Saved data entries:
|---|

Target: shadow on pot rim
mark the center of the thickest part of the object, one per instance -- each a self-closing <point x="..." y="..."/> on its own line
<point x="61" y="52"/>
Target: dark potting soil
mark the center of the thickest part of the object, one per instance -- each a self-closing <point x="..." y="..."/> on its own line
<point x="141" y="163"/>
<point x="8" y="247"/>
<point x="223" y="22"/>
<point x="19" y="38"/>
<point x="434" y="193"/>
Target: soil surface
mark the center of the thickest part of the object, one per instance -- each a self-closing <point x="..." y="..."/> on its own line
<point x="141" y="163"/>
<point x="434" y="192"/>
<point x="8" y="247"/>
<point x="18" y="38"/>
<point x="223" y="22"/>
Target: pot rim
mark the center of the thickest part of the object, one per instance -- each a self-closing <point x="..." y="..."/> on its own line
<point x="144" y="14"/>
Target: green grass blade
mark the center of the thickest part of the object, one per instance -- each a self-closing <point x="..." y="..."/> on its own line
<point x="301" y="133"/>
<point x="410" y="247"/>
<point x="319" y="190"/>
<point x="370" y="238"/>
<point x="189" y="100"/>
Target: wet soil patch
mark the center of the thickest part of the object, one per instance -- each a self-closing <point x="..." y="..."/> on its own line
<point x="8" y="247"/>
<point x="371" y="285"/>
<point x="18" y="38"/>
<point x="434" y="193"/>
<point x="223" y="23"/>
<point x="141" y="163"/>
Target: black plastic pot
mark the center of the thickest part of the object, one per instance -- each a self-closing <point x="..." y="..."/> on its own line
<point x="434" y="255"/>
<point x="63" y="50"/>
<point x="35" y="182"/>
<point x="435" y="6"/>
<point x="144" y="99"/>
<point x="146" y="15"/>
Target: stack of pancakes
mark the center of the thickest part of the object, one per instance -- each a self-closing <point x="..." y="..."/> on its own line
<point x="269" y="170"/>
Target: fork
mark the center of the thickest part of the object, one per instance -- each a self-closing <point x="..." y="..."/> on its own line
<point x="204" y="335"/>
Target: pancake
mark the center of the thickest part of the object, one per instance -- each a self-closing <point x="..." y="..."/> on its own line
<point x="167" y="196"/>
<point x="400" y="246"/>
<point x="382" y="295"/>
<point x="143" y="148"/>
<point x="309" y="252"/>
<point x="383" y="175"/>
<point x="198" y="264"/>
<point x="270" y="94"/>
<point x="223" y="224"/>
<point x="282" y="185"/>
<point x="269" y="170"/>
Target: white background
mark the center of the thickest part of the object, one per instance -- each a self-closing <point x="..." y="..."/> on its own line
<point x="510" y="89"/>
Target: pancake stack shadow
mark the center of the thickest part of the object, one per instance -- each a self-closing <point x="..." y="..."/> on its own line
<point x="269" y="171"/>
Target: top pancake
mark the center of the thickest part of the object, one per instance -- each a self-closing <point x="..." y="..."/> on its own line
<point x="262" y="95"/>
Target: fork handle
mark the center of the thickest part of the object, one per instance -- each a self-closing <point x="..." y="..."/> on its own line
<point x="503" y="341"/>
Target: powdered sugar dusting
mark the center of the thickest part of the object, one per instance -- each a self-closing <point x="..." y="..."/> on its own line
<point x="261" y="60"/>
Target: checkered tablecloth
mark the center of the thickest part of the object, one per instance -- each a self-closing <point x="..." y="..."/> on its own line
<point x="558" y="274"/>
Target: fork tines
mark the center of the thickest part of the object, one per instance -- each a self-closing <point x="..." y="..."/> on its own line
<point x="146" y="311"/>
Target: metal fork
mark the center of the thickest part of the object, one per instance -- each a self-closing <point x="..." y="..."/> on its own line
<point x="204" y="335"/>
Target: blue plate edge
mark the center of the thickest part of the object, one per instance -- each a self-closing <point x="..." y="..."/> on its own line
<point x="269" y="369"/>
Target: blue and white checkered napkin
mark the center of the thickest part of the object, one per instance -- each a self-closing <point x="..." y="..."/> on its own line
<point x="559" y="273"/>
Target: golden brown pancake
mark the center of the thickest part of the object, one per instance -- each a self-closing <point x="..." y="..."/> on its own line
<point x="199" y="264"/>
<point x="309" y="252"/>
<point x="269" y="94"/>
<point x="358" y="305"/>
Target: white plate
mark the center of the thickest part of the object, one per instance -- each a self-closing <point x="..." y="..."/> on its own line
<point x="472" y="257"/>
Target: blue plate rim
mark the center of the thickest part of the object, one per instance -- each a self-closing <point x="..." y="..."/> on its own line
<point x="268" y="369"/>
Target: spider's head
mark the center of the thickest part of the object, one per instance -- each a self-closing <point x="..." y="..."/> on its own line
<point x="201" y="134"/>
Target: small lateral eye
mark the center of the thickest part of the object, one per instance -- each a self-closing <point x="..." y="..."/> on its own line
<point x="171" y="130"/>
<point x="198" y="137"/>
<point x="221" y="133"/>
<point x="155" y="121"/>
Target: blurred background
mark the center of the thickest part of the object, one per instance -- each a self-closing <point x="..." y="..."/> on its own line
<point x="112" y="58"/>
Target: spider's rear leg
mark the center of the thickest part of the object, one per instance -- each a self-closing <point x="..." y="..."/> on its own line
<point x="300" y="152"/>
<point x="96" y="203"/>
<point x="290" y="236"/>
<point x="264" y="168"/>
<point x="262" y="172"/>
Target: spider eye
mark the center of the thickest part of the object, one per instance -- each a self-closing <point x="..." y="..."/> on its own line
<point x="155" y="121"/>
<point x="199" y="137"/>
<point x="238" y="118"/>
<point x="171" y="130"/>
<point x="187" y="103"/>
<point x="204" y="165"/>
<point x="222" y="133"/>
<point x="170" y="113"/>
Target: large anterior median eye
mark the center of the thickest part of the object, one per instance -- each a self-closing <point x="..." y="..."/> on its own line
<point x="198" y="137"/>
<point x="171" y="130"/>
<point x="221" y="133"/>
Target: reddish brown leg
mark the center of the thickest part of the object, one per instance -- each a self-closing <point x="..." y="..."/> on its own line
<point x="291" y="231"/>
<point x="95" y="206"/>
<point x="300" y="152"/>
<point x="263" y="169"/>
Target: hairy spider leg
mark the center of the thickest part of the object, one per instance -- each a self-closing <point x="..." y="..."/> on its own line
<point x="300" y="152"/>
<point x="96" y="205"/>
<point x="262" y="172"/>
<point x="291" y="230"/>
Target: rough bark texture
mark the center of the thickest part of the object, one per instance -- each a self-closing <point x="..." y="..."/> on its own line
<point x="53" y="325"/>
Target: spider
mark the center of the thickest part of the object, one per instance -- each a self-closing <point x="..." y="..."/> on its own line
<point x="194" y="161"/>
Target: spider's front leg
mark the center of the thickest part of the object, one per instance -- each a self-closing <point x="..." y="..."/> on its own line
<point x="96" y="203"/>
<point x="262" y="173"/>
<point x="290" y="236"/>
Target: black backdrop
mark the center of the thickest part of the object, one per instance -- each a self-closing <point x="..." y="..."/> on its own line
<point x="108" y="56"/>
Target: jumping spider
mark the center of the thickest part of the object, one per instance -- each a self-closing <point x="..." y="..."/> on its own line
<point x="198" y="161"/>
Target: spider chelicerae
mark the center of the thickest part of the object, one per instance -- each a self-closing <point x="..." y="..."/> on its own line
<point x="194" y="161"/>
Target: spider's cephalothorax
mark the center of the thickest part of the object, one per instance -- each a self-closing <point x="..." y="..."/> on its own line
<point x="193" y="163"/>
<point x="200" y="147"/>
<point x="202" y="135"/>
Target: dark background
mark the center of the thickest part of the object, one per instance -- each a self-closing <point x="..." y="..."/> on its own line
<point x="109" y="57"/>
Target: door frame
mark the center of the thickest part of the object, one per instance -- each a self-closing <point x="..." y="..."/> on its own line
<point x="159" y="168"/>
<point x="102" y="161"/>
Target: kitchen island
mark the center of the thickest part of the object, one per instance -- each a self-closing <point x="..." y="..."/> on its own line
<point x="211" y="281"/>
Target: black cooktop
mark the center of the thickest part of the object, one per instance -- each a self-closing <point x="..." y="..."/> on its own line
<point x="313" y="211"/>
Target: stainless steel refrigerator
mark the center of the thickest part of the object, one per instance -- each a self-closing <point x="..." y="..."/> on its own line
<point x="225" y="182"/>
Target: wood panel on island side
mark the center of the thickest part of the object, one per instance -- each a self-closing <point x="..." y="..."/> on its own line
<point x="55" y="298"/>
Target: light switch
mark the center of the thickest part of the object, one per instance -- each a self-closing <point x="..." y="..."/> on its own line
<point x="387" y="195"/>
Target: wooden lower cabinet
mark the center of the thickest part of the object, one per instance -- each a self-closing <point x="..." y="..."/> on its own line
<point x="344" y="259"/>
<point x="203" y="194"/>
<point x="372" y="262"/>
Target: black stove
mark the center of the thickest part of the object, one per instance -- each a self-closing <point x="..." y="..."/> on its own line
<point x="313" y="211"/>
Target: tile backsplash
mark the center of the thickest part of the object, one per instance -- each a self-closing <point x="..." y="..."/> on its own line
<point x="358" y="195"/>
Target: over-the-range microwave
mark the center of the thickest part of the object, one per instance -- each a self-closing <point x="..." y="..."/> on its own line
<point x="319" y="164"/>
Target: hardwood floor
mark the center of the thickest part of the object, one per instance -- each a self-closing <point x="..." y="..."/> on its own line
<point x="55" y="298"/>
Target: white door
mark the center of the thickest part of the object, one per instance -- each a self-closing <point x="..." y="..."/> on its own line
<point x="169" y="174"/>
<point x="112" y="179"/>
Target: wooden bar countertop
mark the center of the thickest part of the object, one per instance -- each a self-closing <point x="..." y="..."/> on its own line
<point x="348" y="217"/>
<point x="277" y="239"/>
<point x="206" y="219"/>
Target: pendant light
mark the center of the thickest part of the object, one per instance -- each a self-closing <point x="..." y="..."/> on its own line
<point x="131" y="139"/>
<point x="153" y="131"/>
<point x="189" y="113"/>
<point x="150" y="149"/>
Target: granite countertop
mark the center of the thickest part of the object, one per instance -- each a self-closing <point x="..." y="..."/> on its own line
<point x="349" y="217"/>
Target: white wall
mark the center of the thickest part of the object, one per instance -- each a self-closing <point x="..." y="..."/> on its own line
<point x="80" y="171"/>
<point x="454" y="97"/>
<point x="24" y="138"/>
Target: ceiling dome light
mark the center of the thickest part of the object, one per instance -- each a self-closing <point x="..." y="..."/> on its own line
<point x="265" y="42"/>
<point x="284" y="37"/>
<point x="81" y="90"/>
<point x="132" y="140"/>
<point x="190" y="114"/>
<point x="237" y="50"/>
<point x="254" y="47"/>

|---|

Take the line holding "Target: white wall" and all lines after it through the end of the data, and set them down exactly.

Solved exercise:
Target: white wall
mark the center of the thickest part of the object, one per instance -- each a self-closing <point x="..." y="..."/> on its own line
<point x="80" y="171"/>
<point x="454" y="97"/>
<point x="24" y="138"/>
Target: ceiling dome light
mark the center of the thickest part of the object, one per instance -- each a self-closing <point x="..." y="..."/> on its own line
<point x="265" y="42"/>
<point x="284" y="37"/>
<point x="81" y="90"/>
<point x="132" y="140"/>
<point x="190" y="114"/>
<point x="237" y="50"/>
<point x="254" y="47"/>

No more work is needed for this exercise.